Cela ne veut pas dire que nous sommes tous des robots programmés à l'identique : d'une part, il existe quelques différences interindividuelles dans le programme initial ; d'autre part, le monde sur lequel s'exerce le programme varie sans cesse (y compris le monde culturel des représentations). Mais justement : l'essentiel de ce que nous croyons être un état intérieur (la subjectivité) provient en fait d'éléments extérieurs (la configuration neuronale décidée par l'évolution et le monde modifié par l'action). La pensée orientale est peut-être mieux adaptée à cette révolution philosophie et épistémologique que la pensée occidentale...

Consigne: Renvoyez, s'il vous plaît, le texte sur la subjectivité en entier, à l'identique.

Entrées d'identification de lieux:
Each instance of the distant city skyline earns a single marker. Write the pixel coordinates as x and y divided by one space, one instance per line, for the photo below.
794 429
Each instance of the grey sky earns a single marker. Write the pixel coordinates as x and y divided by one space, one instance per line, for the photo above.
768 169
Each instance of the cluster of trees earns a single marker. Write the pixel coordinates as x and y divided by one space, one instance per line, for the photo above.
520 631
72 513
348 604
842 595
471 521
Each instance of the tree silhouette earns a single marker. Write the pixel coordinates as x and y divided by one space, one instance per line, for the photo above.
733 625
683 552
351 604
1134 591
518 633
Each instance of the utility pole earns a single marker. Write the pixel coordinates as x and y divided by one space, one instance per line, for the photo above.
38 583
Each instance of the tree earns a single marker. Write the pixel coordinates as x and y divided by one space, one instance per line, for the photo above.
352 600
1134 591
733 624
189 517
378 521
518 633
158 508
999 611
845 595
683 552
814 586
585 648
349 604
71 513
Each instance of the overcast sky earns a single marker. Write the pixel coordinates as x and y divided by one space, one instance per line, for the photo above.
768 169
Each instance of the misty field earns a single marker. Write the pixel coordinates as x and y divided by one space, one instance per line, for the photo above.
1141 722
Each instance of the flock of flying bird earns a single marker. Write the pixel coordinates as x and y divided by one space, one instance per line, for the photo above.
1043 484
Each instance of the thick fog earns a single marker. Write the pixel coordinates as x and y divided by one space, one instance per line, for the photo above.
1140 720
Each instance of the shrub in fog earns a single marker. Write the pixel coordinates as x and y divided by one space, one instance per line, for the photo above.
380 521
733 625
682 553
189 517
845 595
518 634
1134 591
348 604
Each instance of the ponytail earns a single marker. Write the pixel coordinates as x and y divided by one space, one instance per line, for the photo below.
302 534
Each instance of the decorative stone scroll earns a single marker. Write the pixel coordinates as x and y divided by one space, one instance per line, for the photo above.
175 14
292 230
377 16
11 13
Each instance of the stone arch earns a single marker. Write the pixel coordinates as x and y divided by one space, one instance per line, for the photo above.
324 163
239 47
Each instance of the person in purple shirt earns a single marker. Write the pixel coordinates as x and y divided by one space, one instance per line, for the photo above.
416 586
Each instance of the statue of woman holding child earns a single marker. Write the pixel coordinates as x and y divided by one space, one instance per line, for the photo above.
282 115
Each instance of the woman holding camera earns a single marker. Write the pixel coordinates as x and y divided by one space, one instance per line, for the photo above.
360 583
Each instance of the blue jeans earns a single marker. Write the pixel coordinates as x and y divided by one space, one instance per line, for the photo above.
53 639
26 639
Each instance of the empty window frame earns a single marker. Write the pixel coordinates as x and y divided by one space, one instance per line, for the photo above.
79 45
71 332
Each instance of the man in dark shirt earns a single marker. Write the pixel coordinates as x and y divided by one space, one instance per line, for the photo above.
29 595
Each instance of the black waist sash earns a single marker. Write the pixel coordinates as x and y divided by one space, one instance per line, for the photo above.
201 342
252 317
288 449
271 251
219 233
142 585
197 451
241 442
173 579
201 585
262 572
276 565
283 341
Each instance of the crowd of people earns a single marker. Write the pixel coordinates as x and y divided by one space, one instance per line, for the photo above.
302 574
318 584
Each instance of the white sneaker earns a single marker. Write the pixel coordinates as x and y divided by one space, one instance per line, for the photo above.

Résultat final:
Cela ne veut pas dire que nous sommes tous des robots programmés à l'identique : d'une part, il existe quelques différences interindividuelles dans le programme initial ; d'autre part, le monde sur lequel s'exerce le programme varie sans cesse (y compris le monde culturel des représentations). Mais justement : l'essentiel de ce que nous croyons être un état intérieur (la subjectivité) provient en fait d'éléments extérieurs (la configuration neuronale décidée par l'évolution et le monde modifié par l'action). La pensée orientale est peut-être mieux adaptée à cette révolution philosophie et épistémologique que la pensée occidentale...